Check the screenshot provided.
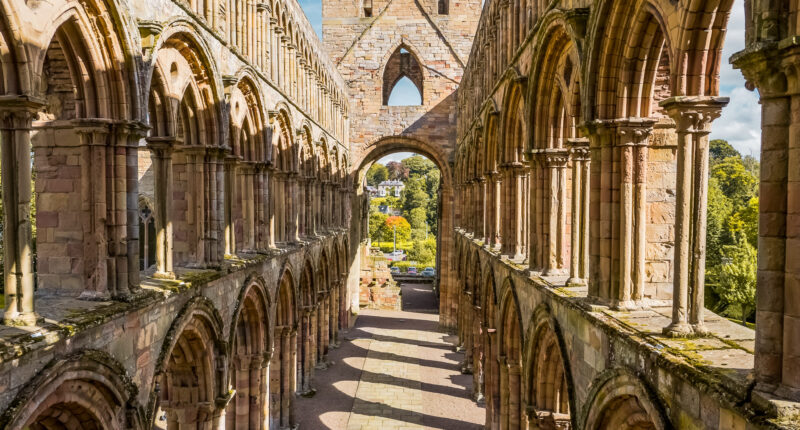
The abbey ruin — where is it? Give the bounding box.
[0,0,800,430]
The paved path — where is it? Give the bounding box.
[295,284,485,430]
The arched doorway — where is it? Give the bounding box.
[269,269,297,429]
[351,136,460,329]
[154,297,227,430]
[225,281,270,429]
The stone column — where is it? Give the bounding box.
[490,171,503,251]
[267,167,278,249]
[73,119,111,300]
[180,145,209,267]
[147,137,177,279]
[567,138,590,285]
[0,96,42,326]
[225,154,241,256]
[541,148,569,276]
[660,97,728,337]
[506,358,522,429]
[120,122,148,295]
[584,118,655,310]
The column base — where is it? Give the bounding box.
[3,312,44,327]
[542,268,567,276]
[567,278,586,287]
[78,291,111,302]
[153,272,175,279]
[663,322,694,337]
[611,300,648,311]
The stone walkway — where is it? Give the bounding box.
[295,284,485,430]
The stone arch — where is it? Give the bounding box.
[352,136,460,322]
[381,41,425,106]
[139,26,225,278]
[269,103,298,244]
[528,13,588,275]
[0,3,34,95]
[481,269,500,428]
[497,75,528,164]
[316,246,335,362]
[673,0,733,96]
[149,296,227,429]
[581,368,672,430]
[0,350,146,430]
[225,275,272,429]
[524,304,579,429]
[22,1,139,304]
[225,69,268,255]
[497,278,524,429]
[269,265,298,428]
[297,257,318,393]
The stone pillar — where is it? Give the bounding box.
[147,137,176,279]
[584,118,655,310]
[490,171,503,251]
[660,97,728,337]
[567,138,590,285]
[0,96,42,326]
[180,145,209,267]
[506,358,522,429]
[540,148,569,276]
[122,122,148,294]
[225,155,241,256]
----------
### Problem requirements
Copy every row above word for word, without the pictures.

### Correct answer
Check the screenshot provided.
The abbey ruin — where is it? Give the bounding box.
[0,0,800,430]
The paved path — where is it? Give the bounding box.
[295,284,485,430]
The arched doorway — where is it? Give the bounding box.
[269,269,297,429]
[351,136,460,329]
[154,297,227,430]
[225,281,270,429]
The stone column — where is it? Give the bounding box.
[490,171,503,251]
[267,167,278,249]
[73,119,111,300]
[180,145,209,267]
[147,137,177,279]
[567,138,590,285]
[0,96,42,326]
[225,154,241,256]
[541,148,569,276]
[660,97,728,337]
[506,358,522,429]
[120,122,148,295]
[584,118,655,310]
The column base — where is it? Give the bounding box.
[3,312,44,327]
[542,268,567,276]
[567,278,586,287]
[78,291,111,302]
[153,272,175,279]
[663,322,694,337]
[611,300,648,311]
The stone walkway — where is it? Give the bounding box.
[295,284,485,430]
The stone arch — where is it? Give the bounding box.
[352,136,460,322]
[381,41,425,106]
[139,26,225,278]
[269,103,298,244]
[528,13,588,275]
[0,3,34,95]
[481,269,500,428]
[497,75,528,164]
[316,246,335,362]
[673,0,733,96]
[149,296,227,429]
[581,368,672,430]
[0,350,146,430]
[225,275,272,429]
[524,304,579,429]
[22,1,139,304]
[225,69,268,255]
[497,278,524,429]
[269,265,298,428]
[297,257,318,393]
The stone pillar — where is it? Give the bounding box.
[147,137,176,279]
[584,118,655,310]
[490,171,503,251]
[660,97,728,337]
[567,138,590,285]
[0,96,42,326]
[180,145,209,267]
[506,358,522,429]
[540,148,569,276]
[122,122,148,294]
[225,155,241,256]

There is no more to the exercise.